— begin EXERCISE MATERIAL —

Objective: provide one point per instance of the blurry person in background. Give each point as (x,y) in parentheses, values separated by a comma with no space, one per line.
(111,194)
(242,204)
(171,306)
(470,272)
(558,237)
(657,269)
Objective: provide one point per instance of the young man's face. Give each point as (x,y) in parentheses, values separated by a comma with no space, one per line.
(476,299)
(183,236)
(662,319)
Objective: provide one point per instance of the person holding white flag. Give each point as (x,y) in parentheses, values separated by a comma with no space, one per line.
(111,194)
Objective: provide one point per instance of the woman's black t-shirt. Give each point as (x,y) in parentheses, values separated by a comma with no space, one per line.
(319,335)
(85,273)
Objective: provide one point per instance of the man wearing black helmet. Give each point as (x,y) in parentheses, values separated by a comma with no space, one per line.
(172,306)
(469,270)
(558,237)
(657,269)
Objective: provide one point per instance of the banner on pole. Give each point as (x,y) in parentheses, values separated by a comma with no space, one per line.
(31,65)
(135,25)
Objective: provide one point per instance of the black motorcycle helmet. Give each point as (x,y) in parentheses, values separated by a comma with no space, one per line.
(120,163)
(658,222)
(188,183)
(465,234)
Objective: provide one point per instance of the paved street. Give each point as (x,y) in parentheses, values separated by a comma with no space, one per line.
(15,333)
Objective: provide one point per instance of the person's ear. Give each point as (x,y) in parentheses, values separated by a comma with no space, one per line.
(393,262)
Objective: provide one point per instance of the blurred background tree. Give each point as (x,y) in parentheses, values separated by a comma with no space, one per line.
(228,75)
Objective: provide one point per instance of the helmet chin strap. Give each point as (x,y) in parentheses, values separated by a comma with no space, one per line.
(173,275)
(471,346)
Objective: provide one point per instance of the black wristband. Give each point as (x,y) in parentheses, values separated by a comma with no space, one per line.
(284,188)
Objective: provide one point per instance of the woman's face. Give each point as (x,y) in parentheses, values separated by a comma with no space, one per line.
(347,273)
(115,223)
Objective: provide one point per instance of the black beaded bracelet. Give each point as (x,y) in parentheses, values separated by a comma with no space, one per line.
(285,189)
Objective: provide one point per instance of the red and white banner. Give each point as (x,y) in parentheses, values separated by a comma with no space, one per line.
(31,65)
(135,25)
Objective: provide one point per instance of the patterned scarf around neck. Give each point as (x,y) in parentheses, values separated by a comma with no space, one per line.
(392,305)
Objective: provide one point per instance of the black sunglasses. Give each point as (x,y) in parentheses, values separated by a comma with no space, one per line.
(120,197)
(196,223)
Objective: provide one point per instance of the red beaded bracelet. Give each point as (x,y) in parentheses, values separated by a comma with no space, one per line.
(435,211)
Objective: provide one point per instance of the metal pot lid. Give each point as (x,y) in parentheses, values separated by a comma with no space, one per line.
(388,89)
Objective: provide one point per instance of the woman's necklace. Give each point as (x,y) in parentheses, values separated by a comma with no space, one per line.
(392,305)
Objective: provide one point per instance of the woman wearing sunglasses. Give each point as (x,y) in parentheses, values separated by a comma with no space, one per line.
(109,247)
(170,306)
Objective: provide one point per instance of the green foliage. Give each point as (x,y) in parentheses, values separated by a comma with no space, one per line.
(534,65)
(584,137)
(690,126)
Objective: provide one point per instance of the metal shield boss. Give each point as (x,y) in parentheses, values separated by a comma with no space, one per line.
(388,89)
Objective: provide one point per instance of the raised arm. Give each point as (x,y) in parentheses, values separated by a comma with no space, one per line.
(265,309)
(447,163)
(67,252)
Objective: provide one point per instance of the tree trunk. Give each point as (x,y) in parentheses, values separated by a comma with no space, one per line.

— end EXERCISE MATERIAL —

[DIRECTIVE] Write out, word for word, the line containing "the black sunglasses." and every line after it to the end of the data above.

[WRITTEN SOLUTION]
Objective: provide one point per instance of the black sunglasses. Give each point as (x,y) in parentheses, values separated by a comma with no space, one per line.
(120,197)
(196,223)
Objective: provide one point per instance of the red beaded bracelet. Give each point as (x,y) in parentheses, values separated by a comma with no space, one per line.
(435,211)
Objective: provide one point per instance of the metal pot lid. Give each point as (x,y) in parentheses, values separated by a comma with no space, one per line.
(388,89)
Objective: provide one point per instance of the woman's necklace. Give each point as (x,y) in parentheses, values separated by a comma with no space, one per line.
(392,305)
Objective: provide one point per instance of the woman wearing sunglasses. Give each point as (x,y) in parentheses, values separated by a comma with no space, one per line.
(109,247)
(170,306)
Objective: provide one point per instance of the green foliage. Give each point as (x,y) in parentheses, values separated by a comma with no space, one per line.
(534,65)
(584,137)
(690,126)
Objective: provide one point per instance of the metal shield boss. Give each point as (x,y) in parentheses, values separated by a comma with no space, one per line.
(388,89)
Objective: provide one point per instance of the raised arm. Give each point as (x,y) in parentheses, values separated by a comma with no space, one per line.
(265,309)
(447,163)
(67,252)
Objective: provide one point per instance of the tree trunk. Give each point as (x,y) in parentheses, values separated by a comma with no space, one per line.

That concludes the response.